[SFIDA 1] Restituisci, copiandole, tutte le righe che contengono la stringa "stainless". Maiuscole e minuscole contano.
[SFIDA 2] Scrivi il seguito della discussione sulla traduzione di "toute raison gardée", cominciando dopo l'ultimo messaggio.

[ESTRATTO]
******

# toute raison gardée



## Voce

Salve,
sto traducendo un'intervista a un ex politico ginevrino, progressista di estrazione protestante, e ho incontrato alcune difficoltà.

La prima espressione dubbia è "toute raison gardée", inserita nella seguente frase:

"Lorsque j’étais au Conseil d’Etat, et que les problèmes paraissaient insolubles, *toute raison gardée*, je prenais du recul dans la Région du Mont-Blanc".

Il mio tentativo di traduzione è il seguente:

Quando ero al Consiglio di Stato e i problemi parevano insolubili, *mantenendo la ragione*, mi ritiravo nella regione del Monte Bianco".

Ho seri dubbi sull'esattezza della mia traduzione e, siccome non riesco a venirne a capo, spero in un vostro aiuto.
Grazie in anticipo per ogni suggerimento.


----------



## Landslide89

Anche *"mantenendo il sangue freddo" *per restare nell'ambito delle espressioni idiomatiche, visto che "toute raison gardée" è un adattamento del proverbio "Il faut raison garder".

******

[Estratti del dataset di puntamento]
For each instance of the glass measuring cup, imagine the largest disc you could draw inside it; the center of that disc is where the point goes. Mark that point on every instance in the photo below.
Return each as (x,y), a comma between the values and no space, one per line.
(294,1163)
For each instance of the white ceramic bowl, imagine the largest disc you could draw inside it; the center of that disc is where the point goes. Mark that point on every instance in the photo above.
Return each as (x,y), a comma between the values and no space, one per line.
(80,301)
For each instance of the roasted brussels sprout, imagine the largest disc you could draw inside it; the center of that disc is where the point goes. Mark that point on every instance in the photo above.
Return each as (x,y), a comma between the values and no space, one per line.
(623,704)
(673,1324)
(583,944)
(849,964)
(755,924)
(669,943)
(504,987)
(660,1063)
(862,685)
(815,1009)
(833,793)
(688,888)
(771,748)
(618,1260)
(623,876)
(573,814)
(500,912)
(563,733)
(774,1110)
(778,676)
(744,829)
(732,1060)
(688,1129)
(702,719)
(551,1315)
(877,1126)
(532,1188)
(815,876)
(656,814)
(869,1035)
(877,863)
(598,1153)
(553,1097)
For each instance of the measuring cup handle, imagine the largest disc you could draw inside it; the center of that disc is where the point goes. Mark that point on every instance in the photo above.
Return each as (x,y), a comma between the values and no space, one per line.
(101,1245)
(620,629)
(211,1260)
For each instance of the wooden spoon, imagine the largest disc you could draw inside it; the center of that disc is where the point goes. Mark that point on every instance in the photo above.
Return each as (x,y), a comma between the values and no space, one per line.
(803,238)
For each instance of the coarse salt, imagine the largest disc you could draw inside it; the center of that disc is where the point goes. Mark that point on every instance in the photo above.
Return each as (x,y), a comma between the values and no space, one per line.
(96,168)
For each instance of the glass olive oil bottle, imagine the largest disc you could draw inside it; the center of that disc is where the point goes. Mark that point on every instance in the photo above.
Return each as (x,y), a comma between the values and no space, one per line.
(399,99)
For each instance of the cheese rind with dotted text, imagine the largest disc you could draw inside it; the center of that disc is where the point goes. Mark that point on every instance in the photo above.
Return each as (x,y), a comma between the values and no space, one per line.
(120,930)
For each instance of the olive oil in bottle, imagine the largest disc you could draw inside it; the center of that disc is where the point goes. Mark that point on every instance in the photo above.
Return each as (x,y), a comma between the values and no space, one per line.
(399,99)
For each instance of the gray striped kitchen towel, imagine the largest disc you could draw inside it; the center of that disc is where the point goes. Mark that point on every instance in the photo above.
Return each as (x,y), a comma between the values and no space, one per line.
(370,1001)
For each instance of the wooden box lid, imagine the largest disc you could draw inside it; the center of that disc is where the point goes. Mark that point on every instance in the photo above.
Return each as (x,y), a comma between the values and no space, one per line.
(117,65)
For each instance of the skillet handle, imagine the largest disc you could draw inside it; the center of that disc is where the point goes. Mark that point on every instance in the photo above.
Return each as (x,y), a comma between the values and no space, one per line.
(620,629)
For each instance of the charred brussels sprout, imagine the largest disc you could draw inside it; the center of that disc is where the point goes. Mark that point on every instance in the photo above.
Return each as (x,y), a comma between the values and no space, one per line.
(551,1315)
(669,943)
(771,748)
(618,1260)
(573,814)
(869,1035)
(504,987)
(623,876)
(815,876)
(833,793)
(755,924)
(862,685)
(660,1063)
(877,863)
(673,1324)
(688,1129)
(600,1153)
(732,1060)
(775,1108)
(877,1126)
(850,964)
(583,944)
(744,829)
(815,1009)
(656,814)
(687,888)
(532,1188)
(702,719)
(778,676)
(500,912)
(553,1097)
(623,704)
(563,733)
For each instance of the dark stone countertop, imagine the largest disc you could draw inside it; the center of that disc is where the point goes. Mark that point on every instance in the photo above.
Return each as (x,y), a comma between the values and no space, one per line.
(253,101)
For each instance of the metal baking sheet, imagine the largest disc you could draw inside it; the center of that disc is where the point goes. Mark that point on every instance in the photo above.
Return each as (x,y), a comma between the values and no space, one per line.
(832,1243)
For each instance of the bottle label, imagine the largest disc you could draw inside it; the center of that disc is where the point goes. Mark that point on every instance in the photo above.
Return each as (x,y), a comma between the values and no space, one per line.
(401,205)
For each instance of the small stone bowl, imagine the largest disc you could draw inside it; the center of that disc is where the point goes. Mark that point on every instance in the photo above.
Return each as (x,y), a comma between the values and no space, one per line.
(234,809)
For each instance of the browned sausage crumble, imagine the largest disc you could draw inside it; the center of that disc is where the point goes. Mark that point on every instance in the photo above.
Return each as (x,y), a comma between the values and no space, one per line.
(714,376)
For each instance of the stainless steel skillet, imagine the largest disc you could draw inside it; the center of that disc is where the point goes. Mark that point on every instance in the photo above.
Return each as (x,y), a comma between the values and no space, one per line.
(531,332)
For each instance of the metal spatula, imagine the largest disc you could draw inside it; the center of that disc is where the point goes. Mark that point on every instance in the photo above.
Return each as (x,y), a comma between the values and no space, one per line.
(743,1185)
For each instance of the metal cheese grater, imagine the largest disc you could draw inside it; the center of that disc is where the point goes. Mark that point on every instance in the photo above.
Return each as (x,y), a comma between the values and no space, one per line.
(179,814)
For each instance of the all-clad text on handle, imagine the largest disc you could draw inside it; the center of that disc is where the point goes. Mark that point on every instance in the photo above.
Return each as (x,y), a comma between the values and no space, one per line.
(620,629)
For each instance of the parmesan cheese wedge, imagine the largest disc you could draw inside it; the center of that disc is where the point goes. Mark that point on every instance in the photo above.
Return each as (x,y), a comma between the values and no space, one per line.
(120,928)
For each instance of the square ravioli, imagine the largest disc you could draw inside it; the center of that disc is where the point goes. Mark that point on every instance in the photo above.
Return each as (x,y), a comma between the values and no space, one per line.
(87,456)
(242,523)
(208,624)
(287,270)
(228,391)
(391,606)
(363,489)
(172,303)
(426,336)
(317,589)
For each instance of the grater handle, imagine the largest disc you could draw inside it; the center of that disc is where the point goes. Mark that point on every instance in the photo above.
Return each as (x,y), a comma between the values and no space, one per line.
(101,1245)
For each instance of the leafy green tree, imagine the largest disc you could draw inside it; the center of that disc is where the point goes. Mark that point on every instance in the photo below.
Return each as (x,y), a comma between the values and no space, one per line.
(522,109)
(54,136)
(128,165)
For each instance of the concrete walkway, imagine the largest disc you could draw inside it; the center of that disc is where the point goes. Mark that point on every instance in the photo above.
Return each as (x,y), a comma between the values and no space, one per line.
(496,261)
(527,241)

******

[RISULTATO 1]
For each instance of the stainless steel skillet, imagine the largest disc you could draw inside it; the center of that disc is where the point goes. Mark that point on every instance in the photo above.

[RISULTATO 2]
----------



## janpol

J'ai toujours entendu ce proverbe sous une forme légèrement différente : "Il faut savoir raison garder" qui peut en effet conduire à "toute raison gardée" si l'on est assez sage pour respecter le proverbe.


----------



## Landslide89

Oui pardon, j'ai mal écrit. J'ai oublié savoir....


----------



## matoupaschat

Devo ammettere di non capire esattamente l'uso dell'espressione francese nel brano in oggetto quindi la sostituirei girando la frase in un altro modo: _Quando ero al Consiglio di Stato e i problemi parevano insolubili, mi ritiravo a riflettere nella regione del Monte Bianco_.
Come vi pare?


----------



## Landslide89

Bella soluzione Matou..però per una questione di arricchimento personale mi piacerebbe sapere cosa significa l'espressione "toute raison gardée" in questo contesto...


----------



## matoupaschat

Da quanto so e come io uso quest'espressione, _il faut savoir raison garder = il faut être raisonnable._


----------



## Voce

Grazie Matou e Landslide89 per il contributo.
Poco fa ho condiviso con una persona che è venuta a trovarmi questa mia difficoltà e credo che la soluzione che mi ha proposto, nella sua semplicità, sia azzeccata in questo contesto: "Quando ero al Consiglio di Stato e i problemi parevano insolubili, _nonostante tutto_ _mi prendevo una pausa_ nella regione [...]". Il senso sarebbe che, invece di scervellarsi sui problemi, sceglie di allontanarsene andando nella regione del Monte Bianco.
A me è piaciuta. Che ve ne pare?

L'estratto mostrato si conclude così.